PROBLEM TO SOLVE = Pick out the lines in the listing below that contain the word "exact" and copy them.

+ + + + +

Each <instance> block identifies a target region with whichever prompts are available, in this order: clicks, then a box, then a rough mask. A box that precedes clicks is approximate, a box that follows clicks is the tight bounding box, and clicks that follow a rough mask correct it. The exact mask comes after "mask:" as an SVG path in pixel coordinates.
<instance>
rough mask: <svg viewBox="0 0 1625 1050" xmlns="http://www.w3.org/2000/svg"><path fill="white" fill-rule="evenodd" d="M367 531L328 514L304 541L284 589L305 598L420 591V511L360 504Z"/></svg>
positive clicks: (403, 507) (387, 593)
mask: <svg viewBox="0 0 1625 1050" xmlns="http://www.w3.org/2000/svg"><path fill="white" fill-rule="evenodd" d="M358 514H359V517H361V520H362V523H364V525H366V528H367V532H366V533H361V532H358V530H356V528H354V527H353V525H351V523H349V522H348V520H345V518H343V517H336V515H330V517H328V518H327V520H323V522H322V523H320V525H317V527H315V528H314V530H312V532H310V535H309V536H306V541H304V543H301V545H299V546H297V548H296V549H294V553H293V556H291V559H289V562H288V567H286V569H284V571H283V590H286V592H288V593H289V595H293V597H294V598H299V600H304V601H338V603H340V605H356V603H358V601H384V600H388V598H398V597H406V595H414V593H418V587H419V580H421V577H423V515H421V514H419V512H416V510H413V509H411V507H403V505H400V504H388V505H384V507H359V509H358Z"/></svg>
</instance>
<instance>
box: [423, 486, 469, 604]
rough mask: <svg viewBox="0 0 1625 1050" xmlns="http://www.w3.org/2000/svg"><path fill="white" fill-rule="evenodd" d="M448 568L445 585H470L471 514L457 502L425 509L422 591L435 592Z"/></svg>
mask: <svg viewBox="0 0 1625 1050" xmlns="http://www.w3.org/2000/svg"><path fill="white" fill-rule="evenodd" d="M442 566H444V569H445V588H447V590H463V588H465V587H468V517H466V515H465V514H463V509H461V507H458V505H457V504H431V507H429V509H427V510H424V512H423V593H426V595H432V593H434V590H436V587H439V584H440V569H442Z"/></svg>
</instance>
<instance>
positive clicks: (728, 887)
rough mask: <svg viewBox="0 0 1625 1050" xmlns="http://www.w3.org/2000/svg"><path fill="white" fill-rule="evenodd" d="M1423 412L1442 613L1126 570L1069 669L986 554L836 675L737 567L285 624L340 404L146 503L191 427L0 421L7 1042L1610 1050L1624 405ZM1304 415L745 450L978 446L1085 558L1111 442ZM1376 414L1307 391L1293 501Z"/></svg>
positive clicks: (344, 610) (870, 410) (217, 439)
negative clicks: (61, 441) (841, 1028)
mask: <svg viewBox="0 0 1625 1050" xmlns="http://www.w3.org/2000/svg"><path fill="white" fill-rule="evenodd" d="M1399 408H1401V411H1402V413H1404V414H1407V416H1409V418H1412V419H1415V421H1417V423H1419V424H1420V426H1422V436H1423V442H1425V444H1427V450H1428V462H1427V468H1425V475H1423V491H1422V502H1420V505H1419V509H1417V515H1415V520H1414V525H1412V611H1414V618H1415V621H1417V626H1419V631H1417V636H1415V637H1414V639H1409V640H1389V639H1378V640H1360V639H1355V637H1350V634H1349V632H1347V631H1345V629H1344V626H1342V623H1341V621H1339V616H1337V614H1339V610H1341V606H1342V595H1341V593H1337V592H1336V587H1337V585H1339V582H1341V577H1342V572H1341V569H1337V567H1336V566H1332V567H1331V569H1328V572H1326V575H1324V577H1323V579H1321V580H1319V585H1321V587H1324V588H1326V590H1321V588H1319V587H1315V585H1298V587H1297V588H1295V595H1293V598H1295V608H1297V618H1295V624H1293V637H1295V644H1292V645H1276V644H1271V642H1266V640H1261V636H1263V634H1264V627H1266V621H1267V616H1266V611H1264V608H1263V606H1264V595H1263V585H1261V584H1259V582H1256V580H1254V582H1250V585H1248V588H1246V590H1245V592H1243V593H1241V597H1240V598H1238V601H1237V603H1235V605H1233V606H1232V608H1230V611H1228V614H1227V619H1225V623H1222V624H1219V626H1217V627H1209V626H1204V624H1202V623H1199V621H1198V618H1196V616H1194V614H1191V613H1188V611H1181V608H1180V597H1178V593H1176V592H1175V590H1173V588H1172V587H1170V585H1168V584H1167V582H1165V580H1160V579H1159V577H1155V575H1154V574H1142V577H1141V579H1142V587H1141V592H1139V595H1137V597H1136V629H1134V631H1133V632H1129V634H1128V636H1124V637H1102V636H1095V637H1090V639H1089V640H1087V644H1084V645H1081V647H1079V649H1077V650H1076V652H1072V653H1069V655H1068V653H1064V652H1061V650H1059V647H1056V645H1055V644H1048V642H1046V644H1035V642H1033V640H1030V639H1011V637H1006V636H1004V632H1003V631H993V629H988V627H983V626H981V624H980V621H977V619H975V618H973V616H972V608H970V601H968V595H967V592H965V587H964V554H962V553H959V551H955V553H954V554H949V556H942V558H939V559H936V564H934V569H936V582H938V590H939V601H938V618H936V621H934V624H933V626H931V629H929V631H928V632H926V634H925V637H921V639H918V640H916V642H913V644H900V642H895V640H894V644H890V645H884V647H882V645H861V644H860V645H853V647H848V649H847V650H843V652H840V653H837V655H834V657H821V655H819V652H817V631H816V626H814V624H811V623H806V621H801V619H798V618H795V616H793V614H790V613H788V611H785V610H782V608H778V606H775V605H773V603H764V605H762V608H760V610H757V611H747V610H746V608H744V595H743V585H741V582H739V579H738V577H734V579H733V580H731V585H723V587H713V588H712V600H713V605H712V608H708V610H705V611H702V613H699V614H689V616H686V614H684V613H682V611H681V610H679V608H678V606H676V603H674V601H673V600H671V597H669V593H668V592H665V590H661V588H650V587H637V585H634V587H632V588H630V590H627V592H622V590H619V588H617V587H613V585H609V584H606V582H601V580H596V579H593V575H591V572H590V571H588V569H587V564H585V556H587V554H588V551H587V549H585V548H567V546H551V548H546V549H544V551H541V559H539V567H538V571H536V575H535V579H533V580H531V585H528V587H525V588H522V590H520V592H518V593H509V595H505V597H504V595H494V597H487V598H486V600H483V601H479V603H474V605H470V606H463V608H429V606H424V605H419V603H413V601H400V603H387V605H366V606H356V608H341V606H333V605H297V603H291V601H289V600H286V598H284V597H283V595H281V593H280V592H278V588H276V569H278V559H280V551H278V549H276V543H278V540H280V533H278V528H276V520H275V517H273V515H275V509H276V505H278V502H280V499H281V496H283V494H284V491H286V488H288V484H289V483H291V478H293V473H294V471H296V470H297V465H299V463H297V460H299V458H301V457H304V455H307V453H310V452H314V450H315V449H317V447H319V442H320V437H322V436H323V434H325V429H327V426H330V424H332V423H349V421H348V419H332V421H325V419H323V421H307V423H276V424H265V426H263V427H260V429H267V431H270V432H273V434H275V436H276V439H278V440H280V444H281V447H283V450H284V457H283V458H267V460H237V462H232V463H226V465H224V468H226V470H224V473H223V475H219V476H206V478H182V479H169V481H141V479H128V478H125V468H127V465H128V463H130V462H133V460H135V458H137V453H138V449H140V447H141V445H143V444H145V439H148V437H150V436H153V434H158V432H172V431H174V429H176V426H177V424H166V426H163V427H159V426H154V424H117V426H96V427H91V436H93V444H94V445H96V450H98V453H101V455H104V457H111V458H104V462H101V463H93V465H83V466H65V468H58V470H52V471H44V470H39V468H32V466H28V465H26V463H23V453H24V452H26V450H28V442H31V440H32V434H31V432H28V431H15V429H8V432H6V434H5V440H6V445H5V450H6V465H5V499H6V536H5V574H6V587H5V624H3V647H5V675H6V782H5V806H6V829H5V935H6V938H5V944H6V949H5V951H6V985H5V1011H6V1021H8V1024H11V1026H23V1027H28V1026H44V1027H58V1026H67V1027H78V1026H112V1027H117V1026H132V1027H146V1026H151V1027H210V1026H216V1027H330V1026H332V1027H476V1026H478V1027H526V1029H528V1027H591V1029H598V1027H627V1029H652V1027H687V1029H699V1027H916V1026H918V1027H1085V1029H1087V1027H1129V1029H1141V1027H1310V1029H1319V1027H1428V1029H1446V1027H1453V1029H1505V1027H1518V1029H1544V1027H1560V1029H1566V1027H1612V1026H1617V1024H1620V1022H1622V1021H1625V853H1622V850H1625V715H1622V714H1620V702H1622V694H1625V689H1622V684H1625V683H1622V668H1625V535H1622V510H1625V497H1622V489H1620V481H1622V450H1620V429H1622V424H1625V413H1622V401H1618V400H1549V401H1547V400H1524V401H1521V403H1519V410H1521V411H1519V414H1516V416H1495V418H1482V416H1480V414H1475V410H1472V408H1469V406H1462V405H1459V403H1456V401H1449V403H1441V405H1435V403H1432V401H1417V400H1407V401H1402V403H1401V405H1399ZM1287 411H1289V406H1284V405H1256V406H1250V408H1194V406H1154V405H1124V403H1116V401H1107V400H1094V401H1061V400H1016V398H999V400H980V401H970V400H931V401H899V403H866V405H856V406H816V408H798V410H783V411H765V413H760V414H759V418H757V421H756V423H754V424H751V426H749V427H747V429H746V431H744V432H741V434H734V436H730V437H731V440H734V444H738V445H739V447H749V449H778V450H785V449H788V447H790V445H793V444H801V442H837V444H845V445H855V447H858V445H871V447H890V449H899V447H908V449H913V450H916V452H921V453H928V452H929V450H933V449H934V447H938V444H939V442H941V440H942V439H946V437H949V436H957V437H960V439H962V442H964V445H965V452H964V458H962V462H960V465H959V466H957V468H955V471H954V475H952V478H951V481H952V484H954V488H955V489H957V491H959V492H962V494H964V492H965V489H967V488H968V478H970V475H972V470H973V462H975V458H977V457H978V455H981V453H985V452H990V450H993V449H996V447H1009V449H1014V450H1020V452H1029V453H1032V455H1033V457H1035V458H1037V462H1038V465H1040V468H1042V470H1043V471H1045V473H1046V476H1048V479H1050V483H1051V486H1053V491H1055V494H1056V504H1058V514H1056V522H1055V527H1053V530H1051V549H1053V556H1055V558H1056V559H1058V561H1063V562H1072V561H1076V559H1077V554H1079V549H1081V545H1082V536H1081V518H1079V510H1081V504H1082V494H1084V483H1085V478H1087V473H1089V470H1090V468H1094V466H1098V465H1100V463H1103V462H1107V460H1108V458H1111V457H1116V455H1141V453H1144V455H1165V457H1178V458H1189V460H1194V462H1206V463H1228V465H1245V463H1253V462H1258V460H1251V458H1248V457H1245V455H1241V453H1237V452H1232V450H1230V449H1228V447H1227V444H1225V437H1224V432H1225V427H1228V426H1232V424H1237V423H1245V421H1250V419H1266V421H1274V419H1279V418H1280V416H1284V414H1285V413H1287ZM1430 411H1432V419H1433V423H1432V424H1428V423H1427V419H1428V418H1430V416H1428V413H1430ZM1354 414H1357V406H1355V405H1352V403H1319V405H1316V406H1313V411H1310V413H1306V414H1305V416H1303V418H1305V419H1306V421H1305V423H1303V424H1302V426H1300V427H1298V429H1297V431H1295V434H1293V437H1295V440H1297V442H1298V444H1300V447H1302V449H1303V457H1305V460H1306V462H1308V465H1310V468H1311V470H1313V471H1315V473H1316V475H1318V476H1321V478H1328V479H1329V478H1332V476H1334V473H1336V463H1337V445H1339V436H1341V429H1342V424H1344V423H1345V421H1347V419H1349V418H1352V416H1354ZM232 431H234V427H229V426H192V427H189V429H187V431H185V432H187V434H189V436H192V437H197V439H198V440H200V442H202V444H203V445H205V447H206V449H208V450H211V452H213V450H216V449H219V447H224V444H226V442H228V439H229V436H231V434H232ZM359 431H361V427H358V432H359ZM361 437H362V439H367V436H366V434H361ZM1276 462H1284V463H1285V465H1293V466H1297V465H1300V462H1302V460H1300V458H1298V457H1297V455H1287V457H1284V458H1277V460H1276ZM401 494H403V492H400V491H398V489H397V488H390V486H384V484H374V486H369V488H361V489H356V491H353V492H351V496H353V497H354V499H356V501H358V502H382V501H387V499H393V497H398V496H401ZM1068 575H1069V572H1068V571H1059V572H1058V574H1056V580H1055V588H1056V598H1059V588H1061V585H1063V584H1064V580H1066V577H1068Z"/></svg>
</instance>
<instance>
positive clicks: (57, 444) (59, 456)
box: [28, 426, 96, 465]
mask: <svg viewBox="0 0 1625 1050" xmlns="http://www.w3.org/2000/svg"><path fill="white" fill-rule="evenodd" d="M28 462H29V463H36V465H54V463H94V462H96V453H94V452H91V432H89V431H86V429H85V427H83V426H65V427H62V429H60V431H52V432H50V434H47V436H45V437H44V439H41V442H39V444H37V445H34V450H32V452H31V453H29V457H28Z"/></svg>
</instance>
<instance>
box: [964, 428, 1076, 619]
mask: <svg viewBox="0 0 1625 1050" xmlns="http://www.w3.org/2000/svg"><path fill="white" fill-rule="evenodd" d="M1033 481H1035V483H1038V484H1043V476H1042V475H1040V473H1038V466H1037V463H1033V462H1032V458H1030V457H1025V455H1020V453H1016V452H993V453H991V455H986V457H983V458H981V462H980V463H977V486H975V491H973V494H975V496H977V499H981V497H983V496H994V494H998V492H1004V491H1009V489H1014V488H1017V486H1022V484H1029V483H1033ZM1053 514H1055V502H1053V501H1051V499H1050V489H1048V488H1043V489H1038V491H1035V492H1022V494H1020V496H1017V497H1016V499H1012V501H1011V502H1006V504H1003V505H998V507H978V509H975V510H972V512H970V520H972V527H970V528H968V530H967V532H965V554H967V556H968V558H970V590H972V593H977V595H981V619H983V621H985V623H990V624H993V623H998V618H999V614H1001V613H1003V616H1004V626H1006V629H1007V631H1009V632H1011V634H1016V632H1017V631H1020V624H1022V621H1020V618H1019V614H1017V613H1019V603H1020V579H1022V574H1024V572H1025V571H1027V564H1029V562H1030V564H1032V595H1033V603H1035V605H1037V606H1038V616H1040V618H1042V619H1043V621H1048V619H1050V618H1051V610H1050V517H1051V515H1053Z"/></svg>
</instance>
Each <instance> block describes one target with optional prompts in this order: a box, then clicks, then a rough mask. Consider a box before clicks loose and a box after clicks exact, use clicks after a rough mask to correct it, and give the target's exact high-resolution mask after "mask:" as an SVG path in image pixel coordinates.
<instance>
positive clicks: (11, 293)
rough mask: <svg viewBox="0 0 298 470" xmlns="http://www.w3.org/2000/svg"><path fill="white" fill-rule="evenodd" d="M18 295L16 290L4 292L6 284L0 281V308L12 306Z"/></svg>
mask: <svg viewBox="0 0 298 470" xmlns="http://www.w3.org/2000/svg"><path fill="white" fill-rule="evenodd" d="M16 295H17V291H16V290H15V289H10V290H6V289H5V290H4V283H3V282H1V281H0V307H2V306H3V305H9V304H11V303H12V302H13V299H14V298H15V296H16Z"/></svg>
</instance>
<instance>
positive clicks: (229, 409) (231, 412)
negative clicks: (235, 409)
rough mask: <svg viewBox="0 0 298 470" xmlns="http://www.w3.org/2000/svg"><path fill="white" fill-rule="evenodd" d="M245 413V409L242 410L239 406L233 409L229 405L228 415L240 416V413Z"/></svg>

+ + + + +

EXERCISE OUTPUT =
Each <instance> block identifies a target region with whichever prompts are available, in this order: clicks, then a box, then a rough mask. A box that precedes clicks is approximate, a box that follows clicks is the tight bounding box, and clicks that follow a rough mask correct it. The exact mask comes after "mask:" as an SVG path in pixel coordinates.
Each <instance> block describes one target with optional prompts in this order: a box, then clicks, then a rough mask. Consider a box before clicks loose and a box after clicks exact, use clicks after a rough mask to correct it, and give the target's exact high-resolution mask after "mask:" as an SVG path in image pixel coordinates.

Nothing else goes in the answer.